READING TEXT -
• • • • • • •
Theravance Biopharma
On January 30, 2015, the Company entered into a development and commercialization collaboration with Theravance Biopharma, for revefenacin. On November 9, 2018, the Company announced that the FDA approved the NDA for YUPELRI® (revefenacin) inhalation solution for the maintenance treatment of patients with COPD. YUPELRI®, a LAMA, is the first and only once-daily, nebulized bronchodilator approved for the treatment of COPD in the U.S. Viatris is responsible for commercial manufacturing and commercialization. Theravance Biopharma is co-promoting the product in the hospital channel under a profit-sharing arrangement.
In 2019, the Company acquired exclusive development and commercialization rights to nebulized revefenacin in China and adjacent territories, which include Hong Kong SAR, the Macau SAR and Taiwan. Theravance Biopharma received an upfront payment of $18.5 million and will be eligible to receive additional potential development and sales milestones together with tiered royalties on net sales of nebulized revefenacin, if approved. Viatris is responsible for all aspects of development and commercialization in the partnered regions, including pre- and post-launch activities and product registration and all associated costs.
Under the terms of the agreements, Theravance Biopharma is eligible to receive potential development and sales milestone payments totaling approximately $293 million in the aggregate. As of December 31, 2022, the Company has paid a total of $50.0 million in milestone payments to Theravance Biopharma.
FKB
On February 22, 2018, the Company entered into a collaboration license and distribution agreement with FKB for the distribution of Hulio®, a biosimilar to AbbVie's Humira® (adalimumab). Under the agreement, the Company has exclusive commercialization rights for the product in the EU and the European Economic Area countries and FKB is responsible for development, manufacturing and supply of the product.
On February 27, 2019, the Company amended its agreements with FKB for the commercialization of Hulio®. Under the amended agreements, the Company received the exclusive global commercialization rights for Hulio®. In addition, FKB is eligible to receive additional commercial milestones and royalty payments under the amended agreements.
On July 9, 2020, the Company announced that the FDA approved Hulio® (adalimumab-fkjp), a biosimilar to AbbVie's Humira® (adalimumab), for the treatment of rheumatoid arthritis, juvenile idiopathic arthritis (4 years and older), psoriatic arthritis, ankylosing spondylitis, adult Crohn's disease, ulcerative colitis and plaque psoriasis, in both prefilled syringe and auto-injector presentations. Hulio® was divested as part of the Biocon Biologics Transaction.
Biocon
The Company had previously entered into an exclusive collaboration with Biocon on the development, manufacturing, supply and commercialization of multiple, high value biosimilar compounds and three insulin analog products for the global marketplace. The collaboration was terminated upon closing of the Biocon Biologics Transaction.
Other Development Agreements
We are actively pursuing, and are currently involved in, joint projects related to the development, distribution and marketing of both generic and branded products. Many of these arrangements provide for payments by us upon the attainment of specified milestones. While these arrangements help to reduce the financial risk for unsuccessful projects, fulfillment of specified milestones or the occurrence of other obligations may result in fluctuations in cash flows and Acquired IPR&D expense.
• • • • • • •
RECORDED DATA -
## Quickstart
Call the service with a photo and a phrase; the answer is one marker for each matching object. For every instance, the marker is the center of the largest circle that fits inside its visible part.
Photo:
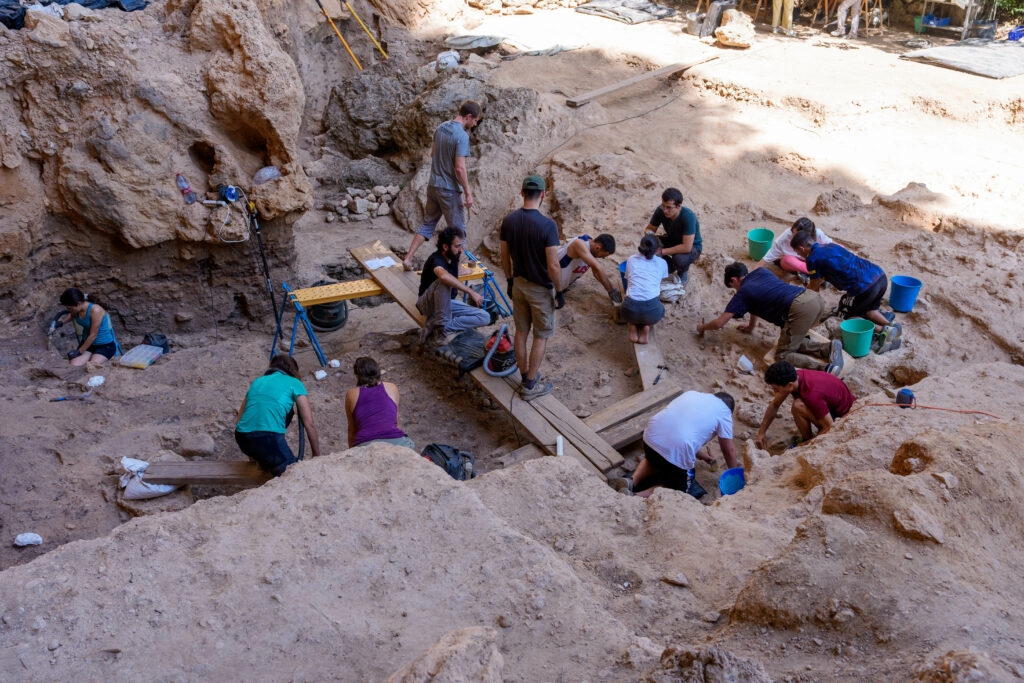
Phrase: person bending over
• • • • • • •
TO DO - Write out the collaboration agreements text word for word, everything from "On July 9, 2020, the" down to "closing of the Biocon Biologics Transaction.".

RESPONSE TO THE TASK -
On July 9, 2020, the Company announced that the FDA approved Hulio® (adalimumab-fkjp), a biosimilar to AbbVie's Humira® (adalimumab), for the treatment of rheumatoid arthritis, juvenile idiopathic arthritis (4 years and older), psoriatic arthritis, ankylosing spondylitis, adult Crohn's disease, ulcerative colitis and plaque psoriasis, in both prefilled syringe and auto-injector presentations. Hulio® was divested as part of the Biocon Biologics Transaction.
Biocon
The Company had previously entered into an exclusive collaboration with Biocon on the development, manufacturing, supply and commercialization of multiple, high value biosimilar compounds and three insulin analog products for the global marketplace. The collaboration was terminated upon closing of the Biocon Biologics Transaction.